BEGIN

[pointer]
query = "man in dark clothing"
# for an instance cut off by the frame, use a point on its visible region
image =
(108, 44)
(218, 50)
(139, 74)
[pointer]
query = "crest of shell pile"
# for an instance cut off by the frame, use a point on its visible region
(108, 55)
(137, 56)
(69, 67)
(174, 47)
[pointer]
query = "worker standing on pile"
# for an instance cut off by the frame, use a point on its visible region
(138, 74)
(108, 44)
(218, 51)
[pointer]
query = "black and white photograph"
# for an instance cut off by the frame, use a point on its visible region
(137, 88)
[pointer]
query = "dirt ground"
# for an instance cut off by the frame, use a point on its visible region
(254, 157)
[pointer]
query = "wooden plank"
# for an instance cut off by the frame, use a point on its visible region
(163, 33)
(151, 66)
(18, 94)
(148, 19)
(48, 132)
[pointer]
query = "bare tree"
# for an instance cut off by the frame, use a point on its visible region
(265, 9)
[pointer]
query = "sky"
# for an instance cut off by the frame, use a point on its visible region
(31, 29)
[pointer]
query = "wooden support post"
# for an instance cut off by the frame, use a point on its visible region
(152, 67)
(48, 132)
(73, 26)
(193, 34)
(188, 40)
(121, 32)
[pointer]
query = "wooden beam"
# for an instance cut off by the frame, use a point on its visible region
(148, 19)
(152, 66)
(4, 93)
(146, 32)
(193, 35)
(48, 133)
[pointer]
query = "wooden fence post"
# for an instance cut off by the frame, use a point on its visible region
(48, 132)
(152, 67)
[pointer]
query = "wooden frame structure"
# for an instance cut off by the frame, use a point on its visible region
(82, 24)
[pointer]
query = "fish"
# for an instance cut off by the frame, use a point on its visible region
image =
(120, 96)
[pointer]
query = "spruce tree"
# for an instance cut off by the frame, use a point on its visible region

END

### What is expected
Reproduce all of the material above word for word.

### Solution
[pointer]
query = "man in dark clothing"
# for an instance cut off by the frame, use a point on its visible region
image =
(108, 44)
(218, 50)
(139, 74)
[pointer]
query = "crest of shell pile"
# for an instance cut off by the frame, use a point on its visible region
(108, 55)
(137, 56)
(69, 67)
(174, 47)
[pointer]
query = "worker standing on pile"
# for an instance cut off by the frame, use a point on its visible region
(138, 74)
(108, 44)
(218, 51)
[pointer]
query = "black and white photograph"
# for an instance cut off by the frame, use a point on its visible region
(137, 88)
[pointer]
query = "dirt ground"
# for an instance cut off by the frame, use a point on its visible region
(254, 157)
[pointer]
query = "wooden plank"
# for an instance cut off by the frame, use a point on its visible region
(163, 33)
(151, 66)
(18, 94)
(148, 19)
(48, 132)
[pointer]
query = "bare tree"
# for an instance cut off by the frame, use a point on its visible region
(265, 9)
[pointer]
query = "sky"
# for an instance cut off by the frame, use a point on its visible region
(31, 29)
[pointer]
query = "wooden support post"
# for an instance cut off by the frame, use a point on its visible region
(152, 67)
(48, 132)
(73, 26)
(193, 34)
(188, 40)
(121, 32)
[pointer]
query = "wooden beam"
# for an instance cut off by the frame, use a point on its visible region
(148, 19)
(152, 66)
(4, 93)
(146, 32)
(193, 35)
(48, 133)
[pointer]
query = "wooden fence post"
# for an instance cut off by the frame, use a point on its visible region
(48, 132)
(152, 67)
[pointer]
query = "wooden frame structure"
# for an instance cut off by the frame, use a point on its visible region
(82, 24)
[pointer]
query = "fish"
# for an instance cut off by the frame, use a point on its visible region
image =
(120, 96)
[pointer]
query = "spruce tree"
# for an instance cut off by the frame, use a point on its visible region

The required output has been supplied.